**EXERCISE**.
Give back, unchanged, the line containing "Could you identify the electricity" and every line after it up to the end of the listing.

-- AVAILABLE DATA follows --

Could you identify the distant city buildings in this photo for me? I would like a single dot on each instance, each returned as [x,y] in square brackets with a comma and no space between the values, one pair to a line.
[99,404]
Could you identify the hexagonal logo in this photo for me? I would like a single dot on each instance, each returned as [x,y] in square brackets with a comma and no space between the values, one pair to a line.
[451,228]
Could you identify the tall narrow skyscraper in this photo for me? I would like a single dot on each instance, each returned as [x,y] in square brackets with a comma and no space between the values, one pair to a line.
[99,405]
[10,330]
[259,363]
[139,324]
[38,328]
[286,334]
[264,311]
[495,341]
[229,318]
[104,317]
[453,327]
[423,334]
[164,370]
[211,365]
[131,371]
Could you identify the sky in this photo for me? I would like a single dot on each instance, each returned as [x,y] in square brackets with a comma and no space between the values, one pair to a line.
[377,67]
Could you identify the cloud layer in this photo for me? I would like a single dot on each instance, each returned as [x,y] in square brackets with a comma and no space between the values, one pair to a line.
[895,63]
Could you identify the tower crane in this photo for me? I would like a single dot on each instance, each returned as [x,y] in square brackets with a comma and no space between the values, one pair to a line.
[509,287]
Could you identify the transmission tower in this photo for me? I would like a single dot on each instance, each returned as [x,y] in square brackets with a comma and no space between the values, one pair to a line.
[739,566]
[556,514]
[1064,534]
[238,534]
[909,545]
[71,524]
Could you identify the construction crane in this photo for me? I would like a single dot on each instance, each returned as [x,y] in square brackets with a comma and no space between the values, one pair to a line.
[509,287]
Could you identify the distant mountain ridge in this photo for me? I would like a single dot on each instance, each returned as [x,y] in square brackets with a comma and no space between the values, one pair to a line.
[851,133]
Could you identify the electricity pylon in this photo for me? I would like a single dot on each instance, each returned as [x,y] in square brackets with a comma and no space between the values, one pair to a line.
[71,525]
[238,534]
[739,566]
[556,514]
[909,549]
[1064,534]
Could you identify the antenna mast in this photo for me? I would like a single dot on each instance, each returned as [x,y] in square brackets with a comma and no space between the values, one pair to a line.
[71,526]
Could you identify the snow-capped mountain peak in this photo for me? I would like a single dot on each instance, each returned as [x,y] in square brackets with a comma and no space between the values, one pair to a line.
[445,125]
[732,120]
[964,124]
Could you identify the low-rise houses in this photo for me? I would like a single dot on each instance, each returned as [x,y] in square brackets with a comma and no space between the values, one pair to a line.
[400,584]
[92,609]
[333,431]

-- AVAILABLE DATA concluded --

**ANSWER TO THIS EXERCISE**.
Could you identify the electricity pylon in this photo for me? I would like a single dot on each instance, each returned as [x,y] in square brackets with a comma and no space between the values, one pair to a line.
[71,525]
[238,534]
[739,566]
[556,514]
[909,549]
[1064,534]
Could you identify the antenna mast in this photo for me? I would like a single dot on each instance, each returned as [x,y] in square brackets with a comma and no space between the values, one pair to a line.
[71,526]
Could you identify the snow-capped mountain peak in this photo for me? I would like a single dot on each instance, each returned as [x,y] in square brackets with a comma and no space between the values, one pair to a line.
[445,125]
[732,120]
[964,124]
Could you identify the low-rise houses in this photo for me? I would like a single dot on each instance, each returned as [x,y] in square brackets with a comma and no space between the values, one pair to a line.
[400,584]
[92,609]
[333,431]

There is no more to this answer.